### Task description
From the items, extract every line that contains the string "target". Matching is case-sensitive.

### Excerpted records
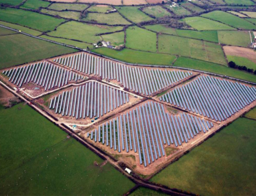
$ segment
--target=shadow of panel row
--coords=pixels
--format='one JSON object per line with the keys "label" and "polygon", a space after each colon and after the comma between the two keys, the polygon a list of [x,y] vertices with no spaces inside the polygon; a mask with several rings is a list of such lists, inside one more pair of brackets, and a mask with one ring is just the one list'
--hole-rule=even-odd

==

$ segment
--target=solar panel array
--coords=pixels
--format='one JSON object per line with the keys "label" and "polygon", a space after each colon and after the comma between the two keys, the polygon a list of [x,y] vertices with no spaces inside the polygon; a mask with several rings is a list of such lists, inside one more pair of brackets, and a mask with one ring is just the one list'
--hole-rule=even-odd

### Answer to this exercise
--target=shadow of panel row
--target=solar panel array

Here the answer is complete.